§ **EXERCISE DESCRIPTION**
The whole listing is to be repeated exactly. Add nothing.

§ **INFORMATION GIVEN**
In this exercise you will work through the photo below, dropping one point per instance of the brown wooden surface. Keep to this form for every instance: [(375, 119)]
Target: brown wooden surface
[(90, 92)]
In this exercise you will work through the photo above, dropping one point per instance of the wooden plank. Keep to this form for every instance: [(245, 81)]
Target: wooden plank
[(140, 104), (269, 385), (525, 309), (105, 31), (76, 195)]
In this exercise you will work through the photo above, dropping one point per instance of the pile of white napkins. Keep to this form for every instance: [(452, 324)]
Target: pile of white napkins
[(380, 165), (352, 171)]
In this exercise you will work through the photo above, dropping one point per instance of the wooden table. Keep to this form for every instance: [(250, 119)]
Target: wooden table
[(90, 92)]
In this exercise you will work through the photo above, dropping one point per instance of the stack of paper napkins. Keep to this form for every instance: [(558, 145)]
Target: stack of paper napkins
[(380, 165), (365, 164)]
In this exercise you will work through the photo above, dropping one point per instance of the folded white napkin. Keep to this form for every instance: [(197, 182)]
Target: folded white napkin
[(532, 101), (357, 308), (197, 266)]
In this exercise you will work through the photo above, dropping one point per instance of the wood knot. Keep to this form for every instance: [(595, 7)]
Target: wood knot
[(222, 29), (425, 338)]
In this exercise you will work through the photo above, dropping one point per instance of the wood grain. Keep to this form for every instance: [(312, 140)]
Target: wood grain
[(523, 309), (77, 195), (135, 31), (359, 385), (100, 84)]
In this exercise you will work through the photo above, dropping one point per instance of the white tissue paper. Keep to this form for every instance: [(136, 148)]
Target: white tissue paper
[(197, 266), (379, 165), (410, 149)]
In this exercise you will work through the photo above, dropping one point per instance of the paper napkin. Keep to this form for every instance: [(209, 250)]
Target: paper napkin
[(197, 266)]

§ **EXERCISE RESPONSE**
In this exercise you will work through the photo below, dropping one point per instance of the brown wooden surface. Keep to this form for every instance: [(375, 119)]
Target: brown wooden surface
[(90, 92)]
In this exercise you will work through the photo above, dropping one point per instance of the wooden plank. Keep to this form for every instance: [(245, 81)]
Target: wooden plank
[(140, 104), (269, 385), (525, 309), (105, 31), (76, 195)]
In this exercise you will work through the photo above, dropping one point per instance of the pile of white napkins. Keep to this form for every instance: [(452, 324)]
Target: pile of white napkins
[(380, 165), (352, 171)]
In this exercise you will work through the photo above, dropping one point per instance of the wooden table. Keep to this form for every instance: [(250, 119)]
Target: wooden table
[(90, 92)]
In this exercise you will work through the photo above, dropping one point per instance of the stack of paper napkins. Keep to this form for every instance: [(558, 145)]
Target: stack of paper napkins
[(380, 165), (365, 164)]
In this exercise you will work through the photo above, dropping one point per instance of the folded white napkin. Keep to this form for every instance: [(197, 182)]
Target: folded white napkin
[(532, 101), (357, 308), (197, 266)]
In this exercise you will work through the photo above, dropping one point per instance of the wood knot. Keep to this form for every instance: [(595, 7)]
Target: wood knot
[(222, 29), (425, 338)]
In this exercise you will work through the photo above, dropping one point per instance of the wood grain. Keep to this form for every instance: [(312, 140)]
Target: wood grain
[(523, 309), (77, 195), (135, 31), (359, 385), (100, 84)]
In this exercise you will work through the photo above, dropping one point per instance of the white tissue paper. Keep to this form for every instance: [(136, 148)]
Target: white tissue paper
[(197, 266), (379, 165), (410, 149)]
In this exercise you will work through the photo above, dropping one point per instance of the paper napkin. Keep to this form for every instance: [(209, 250)]
Target: paper napkin
[(197, 266)]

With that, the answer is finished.